(SET OF TASKS):
• a. In the accessibility discussion, who was the first typewriter created for?
• b. Reproduce the passage of the accessibility discussion starting at "So, for an ATM, you" and ending at "print that ticket.".

(PAGE EXCERPT):
▬▬▬▬▬▬
So, for an ATM, you could go into the bank. On an airline, you could ask someone to do it. But, from a lot of friends and family who have disabilities that I know, or impairments, people want to do things independently, like Toby described. You’ve got to link these user journeys together.
A quick example is I can buy tickets for the cinema very accessibly on lots of film websites, but when I go to the cinema I then have to use an ATM to print that ticket.
So, Toby could use the website. Brilliant, but then for some reason they build this monstrosity of a kiosk that actually no-one can use, isn’t accessible at all. Then you have to print a ticket out to give it to someone on the door, to say, “I’ve got a ticket.” Why? Just have the device on your mobile
It’s this linking together of journeys… And it happens with kiosks, ATMs. It happens with websites. People don’t think about how people are doing a journey through their products. It’s just, “We will make these things in silos accessible.” But hang on a minute, Toby needs to get on the plane. He needs to watch a film. I need to print a ticket. You need to get your ticket for the cinema. If you’re not putting all that together and including the right people in your research, then, unfortunately, you’re doomed to failure. (Laughter)
[Toby]
What Yac is talking about, really, is doing proper user-centred design. What a lot of organisations do, when they’re creating new technologies and they come across a user with a disability or an impairment, is that they go, “This problem is too hard for us to solve, so the default position is that that particular user needs to go and get some human support elsewhere. So, we’re not going to solve the problem with our technology. We’re going to just redirect them to another person.”
[Jonathan]
For me, that’s crazy. The biggest innovations in history have come out of people engaging with people who have a problem with the way it currently works.
[Yac]
Yes.
[Jonathan]
Alexander Graham Bell was trying to help deaf people when he created the telephone. It’s, kind of, ironic because deaf people hate telephones, but that’s what he was trying to do. The first typewriter was created for a blind countess. Ray Kurzweil was trying to do really interesting stuff for people with disabilities when he created optical character recognition.
[Toby]
Can I give you an example that happened to me yesterday?
[Jonathan]
Yes.
[Toby]
Yesterday, I went to go and meet one of my clients and they’ve got this really nice, fancy office. To get into the office, you have to sign in using a touchpad, like an iPad-type device on their reception desk. First of all, I couldn’t reach the device, because it was on their reception desk and they’ve got a high-up desk.
▬▬▬▬▬▬
[Some records]
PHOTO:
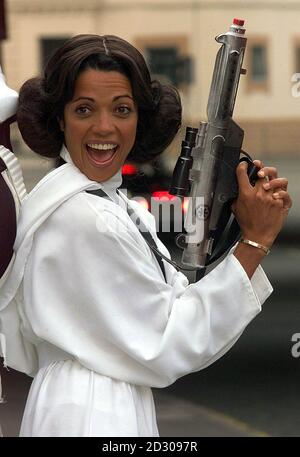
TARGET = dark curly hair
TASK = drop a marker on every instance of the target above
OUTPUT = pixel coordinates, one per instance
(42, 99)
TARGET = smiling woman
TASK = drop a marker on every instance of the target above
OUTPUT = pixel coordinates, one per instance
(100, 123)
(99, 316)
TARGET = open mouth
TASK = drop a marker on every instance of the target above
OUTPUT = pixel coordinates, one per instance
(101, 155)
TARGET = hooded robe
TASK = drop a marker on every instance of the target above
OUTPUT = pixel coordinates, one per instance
▬▬▬▬▬▬
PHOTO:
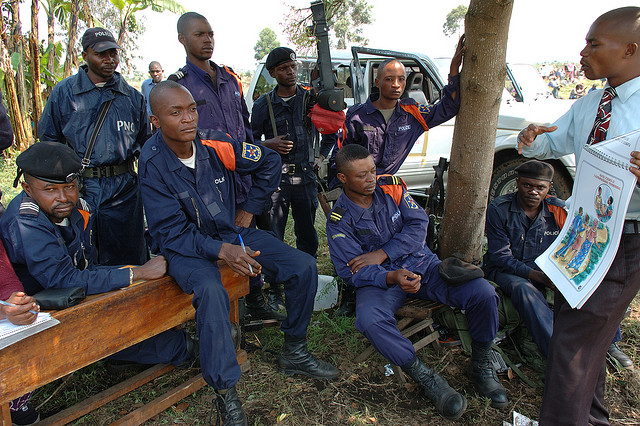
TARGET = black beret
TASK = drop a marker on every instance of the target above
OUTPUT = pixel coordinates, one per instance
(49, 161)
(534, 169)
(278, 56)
▬▬▬▬▬▬
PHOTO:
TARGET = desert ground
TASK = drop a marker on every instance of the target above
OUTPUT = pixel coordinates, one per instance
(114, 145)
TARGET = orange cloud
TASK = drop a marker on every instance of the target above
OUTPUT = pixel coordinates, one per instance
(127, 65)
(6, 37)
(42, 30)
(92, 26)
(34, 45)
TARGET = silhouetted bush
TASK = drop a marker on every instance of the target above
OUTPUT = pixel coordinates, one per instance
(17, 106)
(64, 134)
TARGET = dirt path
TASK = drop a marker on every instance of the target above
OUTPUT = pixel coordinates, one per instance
▬▬▬▬▬▬
(ANSWERS PROVIDED):
• a. A blind countess.

• b.
So, for an ATM, you could go into the bank. On an airline, you could ask someone to do it. But, from a lot of friends and family who have disabilities that I know, or impairments, people want to do things independently, like Toby described. You’ve got to link these user journeys together.
A quick example is I can buy tickets for the cinema very accessibly on lots of film websites, but when I go to the cinema I then have to use an ATM to print that ticket.